→ **RECORDS**:
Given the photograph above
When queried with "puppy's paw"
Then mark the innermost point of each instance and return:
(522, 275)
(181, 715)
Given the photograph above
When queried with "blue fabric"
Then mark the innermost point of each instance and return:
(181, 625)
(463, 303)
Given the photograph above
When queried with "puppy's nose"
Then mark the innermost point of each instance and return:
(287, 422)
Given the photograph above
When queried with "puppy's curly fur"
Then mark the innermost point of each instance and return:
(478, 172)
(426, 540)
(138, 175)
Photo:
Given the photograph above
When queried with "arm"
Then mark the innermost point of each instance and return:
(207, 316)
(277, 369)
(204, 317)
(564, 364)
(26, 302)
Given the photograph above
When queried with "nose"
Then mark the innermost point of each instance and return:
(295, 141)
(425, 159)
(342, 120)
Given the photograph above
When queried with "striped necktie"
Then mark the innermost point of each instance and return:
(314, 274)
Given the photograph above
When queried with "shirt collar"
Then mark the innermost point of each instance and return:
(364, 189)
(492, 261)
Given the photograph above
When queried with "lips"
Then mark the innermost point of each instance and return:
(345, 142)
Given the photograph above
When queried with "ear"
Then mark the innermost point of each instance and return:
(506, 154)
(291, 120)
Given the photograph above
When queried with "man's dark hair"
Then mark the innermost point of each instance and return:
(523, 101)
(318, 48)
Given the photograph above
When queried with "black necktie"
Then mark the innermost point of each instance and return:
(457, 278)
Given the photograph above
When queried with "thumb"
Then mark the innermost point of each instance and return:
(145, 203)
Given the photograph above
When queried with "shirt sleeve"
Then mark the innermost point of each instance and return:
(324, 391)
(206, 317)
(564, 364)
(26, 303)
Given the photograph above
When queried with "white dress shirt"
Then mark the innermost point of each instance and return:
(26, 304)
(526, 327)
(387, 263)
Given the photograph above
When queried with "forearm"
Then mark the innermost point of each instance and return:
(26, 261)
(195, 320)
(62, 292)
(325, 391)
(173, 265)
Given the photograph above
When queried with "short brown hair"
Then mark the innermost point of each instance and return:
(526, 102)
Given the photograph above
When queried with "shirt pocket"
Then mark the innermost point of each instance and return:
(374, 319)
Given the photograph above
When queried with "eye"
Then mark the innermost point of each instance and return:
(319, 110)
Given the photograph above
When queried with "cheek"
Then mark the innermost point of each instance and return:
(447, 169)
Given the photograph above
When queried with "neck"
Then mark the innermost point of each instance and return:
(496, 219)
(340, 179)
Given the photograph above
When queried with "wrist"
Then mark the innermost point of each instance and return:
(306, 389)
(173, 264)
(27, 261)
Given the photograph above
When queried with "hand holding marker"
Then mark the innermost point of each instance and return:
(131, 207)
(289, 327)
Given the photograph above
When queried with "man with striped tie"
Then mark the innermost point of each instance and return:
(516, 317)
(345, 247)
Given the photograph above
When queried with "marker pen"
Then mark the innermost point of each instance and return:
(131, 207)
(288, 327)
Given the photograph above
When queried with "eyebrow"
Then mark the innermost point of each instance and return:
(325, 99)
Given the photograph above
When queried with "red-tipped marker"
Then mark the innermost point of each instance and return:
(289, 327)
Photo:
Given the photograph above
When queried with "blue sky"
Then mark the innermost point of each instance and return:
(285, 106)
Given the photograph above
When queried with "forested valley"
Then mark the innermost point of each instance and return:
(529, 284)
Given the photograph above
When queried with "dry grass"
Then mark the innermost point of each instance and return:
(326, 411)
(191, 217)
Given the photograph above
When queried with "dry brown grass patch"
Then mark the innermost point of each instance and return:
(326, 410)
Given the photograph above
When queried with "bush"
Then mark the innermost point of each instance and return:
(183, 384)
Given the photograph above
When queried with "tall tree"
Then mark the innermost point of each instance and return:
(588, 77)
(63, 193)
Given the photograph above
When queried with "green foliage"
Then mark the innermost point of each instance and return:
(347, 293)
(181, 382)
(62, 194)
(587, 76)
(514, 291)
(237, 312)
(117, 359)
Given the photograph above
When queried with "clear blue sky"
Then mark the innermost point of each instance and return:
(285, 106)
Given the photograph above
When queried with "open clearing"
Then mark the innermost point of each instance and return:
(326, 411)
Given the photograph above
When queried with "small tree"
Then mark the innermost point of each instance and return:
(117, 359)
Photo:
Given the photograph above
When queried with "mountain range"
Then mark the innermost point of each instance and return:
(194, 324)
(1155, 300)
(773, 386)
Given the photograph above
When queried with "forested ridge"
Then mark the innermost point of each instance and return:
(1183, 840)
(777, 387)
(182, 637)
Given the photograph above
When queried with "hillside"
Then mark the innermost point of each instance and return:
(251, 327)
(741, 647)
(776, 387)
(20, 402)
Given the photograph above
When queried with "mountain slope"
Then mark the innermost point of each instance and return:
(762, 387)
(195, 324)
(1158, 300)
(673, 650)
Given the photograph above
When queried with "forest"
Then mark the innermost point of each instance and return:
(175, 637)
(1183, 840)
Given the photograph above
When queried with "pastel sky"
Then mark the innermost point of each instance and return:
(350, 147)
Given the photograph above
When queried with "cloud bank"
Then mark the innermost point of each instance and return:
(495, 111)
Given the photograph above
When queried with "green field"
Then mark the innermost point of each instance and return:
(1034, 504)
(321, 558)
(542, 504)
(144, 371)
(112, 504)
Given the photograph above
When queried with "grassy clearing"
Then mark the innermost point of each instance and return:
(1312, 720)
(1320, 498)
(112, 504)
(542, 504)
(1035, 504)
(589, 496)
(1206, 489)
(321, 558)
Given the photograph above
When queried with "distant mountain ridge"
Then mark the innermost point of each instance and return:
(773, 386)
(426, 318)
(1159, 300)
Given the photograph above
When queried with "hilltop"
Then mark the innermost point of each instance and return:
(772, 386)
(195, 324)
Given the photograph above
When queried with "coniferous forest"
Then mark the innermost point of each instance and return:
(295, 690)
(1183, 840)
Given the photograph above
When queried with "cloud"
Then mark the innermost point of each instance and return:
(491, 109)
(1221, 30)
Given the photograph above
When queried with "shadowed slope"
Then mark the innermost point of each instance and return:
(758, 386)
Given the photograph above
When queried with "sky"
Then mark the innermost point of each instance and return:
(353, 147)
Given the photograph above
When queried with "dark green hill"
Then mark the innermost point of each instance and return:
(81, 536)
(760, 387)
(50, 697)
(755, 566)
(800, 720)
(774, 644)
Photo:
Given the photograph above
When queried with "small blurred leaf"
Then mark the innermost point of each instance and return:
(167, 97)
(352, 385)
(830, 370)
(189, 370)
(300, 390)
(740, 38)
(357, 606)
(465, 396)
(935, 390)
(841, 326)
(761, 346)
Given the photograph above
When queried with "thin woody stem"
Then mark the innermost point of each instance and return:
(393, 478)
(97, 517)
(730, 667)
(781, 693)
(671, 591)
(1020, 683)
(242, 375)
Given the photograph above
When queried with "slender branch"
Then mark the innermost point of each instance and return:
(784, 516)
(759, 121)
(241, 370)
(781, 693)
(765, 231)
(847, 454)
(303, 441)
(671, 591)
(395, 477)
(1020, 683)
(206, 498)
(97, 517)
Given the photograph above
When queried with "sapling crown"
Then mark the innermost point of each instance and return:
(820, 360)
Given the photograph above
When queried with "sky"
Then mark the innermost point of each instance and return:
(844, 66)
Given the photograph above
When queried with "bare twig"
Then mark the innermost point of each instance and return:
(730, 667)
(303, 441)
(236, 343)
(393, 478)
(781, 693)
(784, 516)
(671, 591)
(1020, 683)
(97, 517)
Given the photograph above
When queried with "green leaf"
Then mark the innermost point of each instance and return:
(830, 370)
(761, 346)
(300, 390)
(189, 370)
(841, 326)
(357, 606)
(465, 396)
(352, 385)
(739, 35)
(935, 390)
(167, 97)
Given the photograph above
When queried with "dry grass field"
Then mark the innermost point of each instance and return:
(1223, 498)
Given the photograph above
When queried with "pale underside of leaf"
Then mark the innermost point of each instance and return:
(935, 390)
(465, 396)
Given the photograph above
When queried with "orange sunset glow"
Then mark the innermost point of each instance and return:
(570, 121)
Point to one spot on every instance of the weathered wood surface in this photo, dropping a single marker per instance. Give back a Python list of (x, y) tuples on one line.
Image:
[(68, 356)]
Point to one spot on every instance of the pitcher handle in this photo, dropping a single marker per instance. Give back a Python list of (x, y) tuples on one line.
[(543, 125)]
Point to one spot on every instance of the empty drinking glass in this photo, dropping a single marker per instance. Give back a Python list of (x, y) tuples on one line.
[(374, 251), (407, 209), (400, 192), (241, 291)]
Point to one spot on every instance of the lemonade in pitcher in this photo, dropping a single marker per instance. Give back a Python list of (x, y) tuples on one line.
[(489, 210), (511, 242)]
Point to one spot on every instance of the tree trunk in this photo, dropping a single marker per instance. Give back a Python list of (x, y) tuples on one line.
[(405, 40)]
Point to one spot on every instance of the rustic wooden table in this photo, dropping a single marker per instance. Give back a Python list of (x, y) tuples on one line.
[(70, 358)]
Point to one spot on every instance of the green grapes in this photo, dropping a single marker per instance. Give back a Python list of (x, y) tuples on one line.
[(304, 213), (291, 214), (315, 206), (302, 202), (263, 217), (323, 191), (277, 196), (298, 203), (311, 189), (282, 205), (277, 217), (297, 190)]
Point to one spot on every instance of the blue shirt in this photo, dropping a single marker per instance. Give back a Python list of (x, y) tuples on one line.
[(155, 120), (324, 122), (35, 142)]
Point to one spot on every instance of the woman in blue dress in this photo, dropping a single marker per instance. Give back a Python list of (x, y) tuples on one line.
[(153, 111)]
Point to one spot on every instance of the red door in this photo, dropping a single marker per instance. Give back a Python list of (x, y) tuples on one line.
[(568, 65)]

→ **PROBLEM REQUIREMENTS**: Go through the data and count each line that has the word "leaf", then give the total alone.

→ **RESULT**: 3